* _ЗАДАНИЕ 1_
Выведите без изменений часть фрагмента о семье Тулбовичей, которая открывается словами, содержащими «Изменение фамилии объясняется», и завершается словами «буквами – Тулбович.».
* _ЗАДАНИЕ 2_
Изложите суть фрагмента о семье Тулбовичей в двух предложениях.

* _ФРАГМЕНТ СТРАНИЦЫ_
★ ★ ★
Судя по всему, не только семья Мовши Тульбовича проделала подобный путь. В начале 1941 года в Даугавпилсе жила семья Тулбовичей с четырьмя сыновьями и двумя дочерьми. В Риге в то время проживало не менее ста носителей этой фамилии. В Белоруссии до сих пор живут Тулбовичи.
Изменение фамилии объясняется тем, что в Российской империи все документы оформлялись на русском языке, и в оригинале фамилия писалась с мягким знаком – Тульбович. После революции и приобретения независимости местные власти в Латвии получили возможность пользоваться в качестве государственного латышским языком – как доказательство национальной самостоятельности. В латышском языке такой буквы, как мягкий знак, не существует, и фамилия звучит твёрдо. Современный русский вариант является копией местного языка, записанной русскими буквами – Тулбович.
Когда исчезла возможность попасть в Латвию (для тех, кто остался за её границей), еврейская молодежь обратила внимание на российскую столицу. Москва не всегда была благосклонна к искателям лучшей жизни. Вот одно из свидетельств.
Мой прадед Абрам Тулбович родился в семье, обосновавшейся в Риге. В этой семье было шестеро сыновей. Мне удалось обнаружить некоторые свидетельства лишь о пятерых из них.
Абрам Тулбович женился на девушке из религиозной семьи – Марьяше Дубин. Двоюродным братом Марьяши был Мордехай Дубин, член латвийского Сейма, весьма популярный и уважаемый в еврейской среде человек.
Из статьи Михаила Горелика в журнале «Лехаим»:
«Дубин неизменно возглавлял список «Агудат Исраэль» – партию ортодоксального еврейства, стоящую на последовательных антибундовских и антисионистских позициях, и был депутатом сейма все годы его существования (единственный среди еврейских политиков!), что говорит о политическом весе «Агудат Исраэль» и его личной популярности.
★ ★ ★
* _СТРОКИ ДАННЫХ_
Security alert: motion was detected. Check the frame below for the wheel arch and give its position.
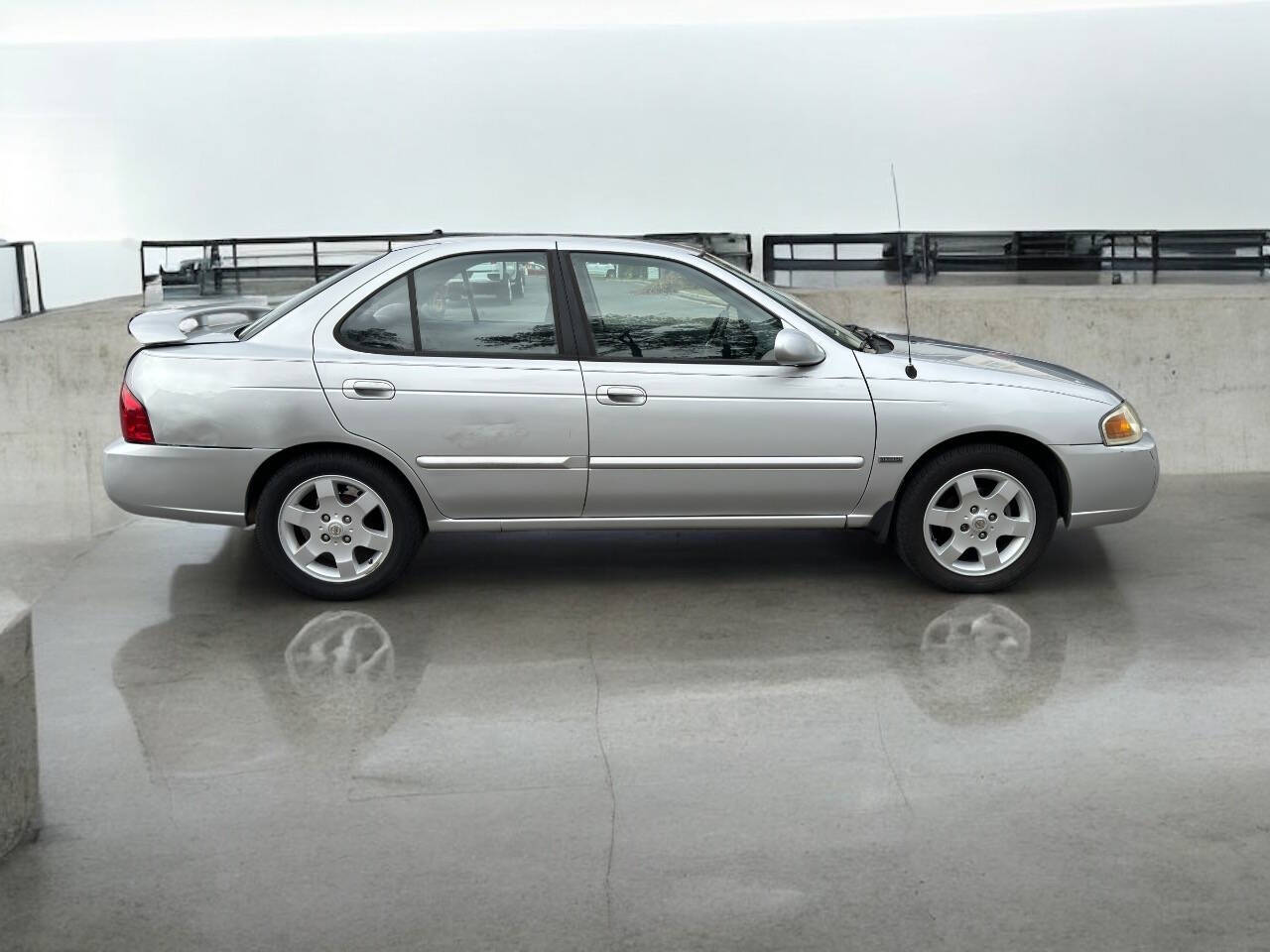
★ ★ ★
* _ПОЛНОЕ РЕШЕНИЕ 1_
Изменение фамилии объясняется тем, что в Российской империи все документы оформлялись на русском языке, и в оригинале фамилия писалась с мягким знаком – Тульбович. После революции и приобретения независимости местные власти в Латвии получили возможность пользоваться в качестве государственного латышским языком – как доказательство национальной самостоятельности. В латышском языке такой буквы, как мягкий знак, не существует, и фамилия звучит твёрдо. Современный русский вариант является копией местного языка, записанной русскими буквами – Тулбович.

* _ПОЛНОЕ РЕШЕНИЕ 2_
Фамилия Тульбович, которую в Российской империи писали с мягким знаком, в независимой Латвии стала звучать твёрдо, поскольку в латышском языке нет мягкого знака, и современный русский вариант записывается как Тулбович. Абрам Тулбович родился в обосновавшейся в Риге семье с шестью сыновьями и женился на Марьяше Дубин, двоюродным братом которой был Мордехай Дубин, член латвийского Сейма и глава списка «Агудат Исраэль».